[Opening Document passage section]
The margin in 2024 was much tighter. Miller-Meeks won by fewer than 800 votes of about 427,000 cast — or roughly 0.2 percent — following a recount requested by Bohannan. Miller-Meeks' win helped her party pad its thin majority in the U.S. House and retain control of all four of Iowa’s congressional seats.
Bohannan outperformed the top of the ticket by 8 points in the 20-county district in the 2024 general election.
Health care worker Travis Terrell of Tiffin also is seeking the Democratic nomination.
Taylor Wettach, an international trade and national security lawyer from Muscatine who also was running for the party nomination, announced Monday he is dropping his congressional bid and instead will run for Iowa state auditor.
On Sunday, Bohannan criticized Miller-Meeks for actions Bohannan said have hurt rural Iowans, including voting for the GOP-backed budget reconciliation bill dubbed the One Big, Beautiful Bill Act, signed into law this summer by President Donald Trump, which reduced spending to Medicaid, and not voting for legislation to extend enhanced ACA subsidies.
“Representative Miller-Meeks and other politicians in Washington consistently put their party loyalty, maximizing corporate profits and billionaire tax cuts over everyday Iowans, and that's our rural communities that are getting hit the hardest,” Bohannan said. “We are not going to make our rural communities thrive again until we have new representation, real representation here in southeast Iowa.”
The federal budget reconciliation package enacted in July is expected to reduce future Medicaid spending by $941 billion over 10 years and increase the number of uninsured people by 10 million, according to the nonpartisan Congressional Budget Office.
On Jan. 8, U.S. House lawmakers narrowly passed a measure restoring ACA subsidies that lapsed at the end of last year. Miller-Meeks voted against the measure.
In December, Miller-Meeks sponsored legislation that would expand association health plans, allowing small businesses and self-employed workers to band together to negotiate coverage.
A spokesperson for Miller-Meeks says that she delivered the “largest tax cuts for working and middle-class families in history,” provided a $6,000 tax cut for Iowa seniors and expanded the Child Tax Credit to $2,200.
[Closing Document passage section]
### What you should do
Pick up the passage on the Bohannan–Miller-Meeks House race after its final sentence and continue it. The material that follows comes from a separate source.
[Opening Provided records section]
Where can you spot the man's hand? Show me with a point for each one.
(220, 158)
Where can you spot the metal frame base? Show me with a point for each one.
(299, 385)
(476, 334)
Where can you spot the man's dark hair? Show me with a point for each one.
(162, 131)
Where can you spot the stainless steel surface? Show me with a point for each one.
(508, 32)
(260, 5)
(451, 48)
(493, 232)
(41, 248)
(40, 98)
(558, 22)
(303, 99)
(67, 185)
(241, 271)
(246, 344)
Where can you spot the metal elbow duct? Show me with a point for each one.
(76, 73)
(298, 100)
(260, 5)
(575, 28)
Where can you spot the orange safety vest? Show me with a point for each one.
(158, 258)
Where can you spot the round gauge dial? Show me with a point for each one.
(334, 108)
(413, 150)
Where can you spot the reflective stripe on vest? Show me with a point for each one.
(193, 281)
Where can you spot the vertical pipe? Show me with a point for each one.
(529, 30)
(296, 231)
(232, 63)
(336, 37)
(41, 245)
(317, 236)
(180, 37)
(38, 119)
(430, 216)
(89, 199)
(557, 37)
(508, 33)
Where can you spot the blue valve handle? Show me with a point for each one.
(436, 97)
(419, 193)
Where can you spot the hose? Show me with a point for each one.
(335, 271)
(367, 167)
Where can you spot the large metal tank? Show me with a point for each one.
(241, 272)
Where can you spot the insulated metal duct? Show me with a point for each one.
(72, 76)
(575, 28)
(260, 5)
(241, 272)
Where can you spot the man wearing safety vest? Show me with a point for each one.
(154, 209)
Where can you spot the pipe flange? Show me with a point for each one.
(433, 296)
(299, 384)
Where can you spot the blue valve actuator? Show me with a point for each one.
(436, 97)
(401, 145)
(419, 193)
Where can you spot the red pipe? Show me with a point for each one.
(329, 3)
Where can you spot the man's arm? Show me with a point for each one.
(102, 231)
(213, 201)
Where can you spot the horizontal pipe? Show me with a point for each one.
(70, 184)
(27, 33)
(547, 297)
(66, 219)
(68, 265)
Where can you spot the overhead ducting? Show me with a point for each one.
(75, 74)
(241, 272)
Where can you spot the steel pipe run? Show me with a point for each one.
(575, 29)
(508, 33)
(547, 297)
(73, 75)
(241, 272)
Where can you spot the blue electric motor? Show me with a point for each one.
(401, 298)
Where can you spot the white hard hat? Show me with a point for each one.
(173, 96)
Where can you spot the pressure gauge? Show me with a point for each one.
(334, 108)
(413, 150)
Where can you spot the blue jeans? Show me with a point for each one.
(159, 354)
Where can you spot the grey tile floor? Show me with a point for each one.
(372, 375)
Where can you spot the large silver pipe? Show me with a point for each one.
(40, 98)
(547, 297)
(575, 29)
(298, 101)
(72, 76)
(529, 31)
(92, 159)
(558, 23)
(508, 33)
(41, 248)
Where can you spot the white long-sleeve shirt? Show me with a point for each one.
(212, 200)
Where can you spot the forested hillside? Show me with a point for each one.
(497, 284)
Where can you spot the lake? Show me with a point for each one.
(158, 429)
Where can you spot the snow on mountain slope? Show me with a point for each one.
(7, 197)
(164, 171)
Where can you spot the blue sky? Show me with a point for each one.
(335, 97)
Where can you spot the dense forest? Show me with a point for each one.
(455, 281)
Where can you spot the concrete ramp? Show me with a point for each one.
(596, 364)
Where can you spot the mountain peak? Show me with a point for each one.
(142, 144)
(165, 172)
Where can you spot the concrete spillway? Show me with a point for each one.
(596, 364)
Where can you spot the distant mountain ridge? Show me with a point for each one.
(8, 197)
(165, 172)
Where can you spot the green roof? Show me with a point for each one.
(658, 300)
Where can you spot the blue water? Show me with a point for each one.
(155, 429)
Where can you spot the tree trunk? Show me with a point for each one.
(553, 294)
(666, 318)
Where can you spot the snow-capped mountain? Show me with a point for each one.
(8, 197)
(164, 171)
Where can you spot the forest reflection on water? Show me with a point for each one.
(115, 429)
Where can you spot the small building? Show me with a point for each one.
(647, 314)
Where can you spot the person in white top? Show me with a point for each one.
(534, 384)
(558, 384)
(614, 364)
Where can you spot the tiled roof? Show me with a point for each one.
[Closing Provided records section]
[Opening Provided records section]
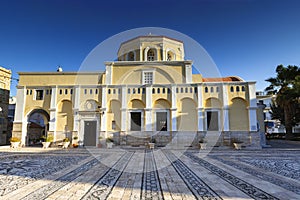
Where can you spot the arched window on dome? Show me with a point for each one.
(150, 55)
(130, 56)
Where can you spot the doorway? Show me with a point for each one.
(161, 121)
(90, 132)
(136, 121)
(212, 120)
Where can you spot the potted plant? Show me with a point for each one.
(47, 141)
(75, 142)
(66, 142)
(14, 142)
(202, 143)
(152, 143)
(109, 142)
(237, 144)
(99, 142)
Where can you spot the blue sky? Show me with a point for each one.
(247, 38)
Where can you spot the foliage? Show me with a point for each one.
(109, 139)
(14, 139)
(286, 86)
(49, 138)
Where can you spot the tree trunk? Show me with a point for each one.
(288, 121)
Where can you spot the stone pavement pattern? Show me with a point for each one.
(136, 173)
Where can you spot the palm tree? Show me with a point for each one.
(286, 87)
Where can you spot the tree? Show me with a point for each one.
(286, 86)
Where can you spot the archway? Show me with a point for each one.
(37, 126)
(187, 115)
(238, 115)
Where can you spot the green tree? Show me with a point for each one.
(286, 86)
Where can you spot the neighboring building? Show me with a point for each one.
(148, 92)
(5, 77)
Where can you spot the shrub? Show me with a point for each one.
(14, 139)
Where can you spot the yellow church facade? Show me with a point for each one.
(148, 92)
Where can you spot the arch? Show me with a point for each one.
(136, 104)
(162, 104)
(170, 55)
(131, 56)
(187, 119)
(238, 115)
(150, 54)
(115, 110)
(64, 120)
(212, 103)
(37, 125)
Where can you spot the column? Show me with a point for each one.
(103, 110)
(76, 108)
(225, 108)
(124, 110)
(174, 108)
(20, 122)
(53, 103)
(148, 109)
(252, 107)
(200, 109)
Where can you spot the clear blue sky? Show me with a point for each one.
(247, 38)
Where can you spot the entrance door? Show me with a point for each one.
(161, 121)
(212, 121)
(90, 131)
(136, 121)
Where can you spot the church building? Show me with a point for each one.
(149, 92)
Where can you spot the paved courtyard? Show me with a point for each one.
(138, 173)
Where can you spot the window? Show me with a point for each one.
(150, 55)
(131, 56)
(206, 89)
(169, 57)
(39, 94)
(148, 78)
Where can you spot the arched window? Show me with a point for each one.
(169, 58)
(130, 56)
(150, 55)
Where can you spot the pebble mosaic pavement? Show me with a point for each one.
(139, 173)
[Closing Provided records section]
### Expected answer
"Iowans deserve principled leaders who deliver results. As evident from every aspect of her political career, Christina Bohannan is anything but that. Look no further than her radical progressive leftist voting record when she was in the Iowa house,” a spokesperson for Miller-Meeks said in a statement to the Gazette-Lee Des Moines Bureau. “(Miller-Meeks will) keep fighting to lower costs for ALL Iowans whether in the grocery aisle or in healthcare, protect Iowa farmland from the (Chinese Communist Party), and make life more prosperous, because with Mariannette Miller-Meeks, Iowa always comes first."
In December, Miller-Meeks announced the Iowa congressional delegation has secured $209 million in federal funding for rural Iowa hospitals through the Rural Health Transformation Program that dedicates $50 billion in grants over 10 years to states.
Supporting rural communities
Bohannan listed a slate of focus areas in rural Iowa for lawmakers to address, including access to child care, aging infrastructure, housing availability, water quality and affordability, but noted that tariffs enacted by Trump over the past year are causing the most significant “ripple effects” throughout the economy.
She attributed Iowa’s struggling farm economy to the tariffs that were rolled out alongside the increasing prices of seeds, fertilizer and farm equipment and policies implemented by Republican lawmakers, adding that the loss of jobs in manufacturing and agriculture is contributing to the state’s brain drain.
“There have been a lot of choices over the past several years that have driven people out of our rural communities, people who would love to stay in our small towns and rural areas, but literally have no choice,” Bohannan said. “I think that a lot of this can be reversed and I think that it's imperative that we elect people who are really making this a priority.”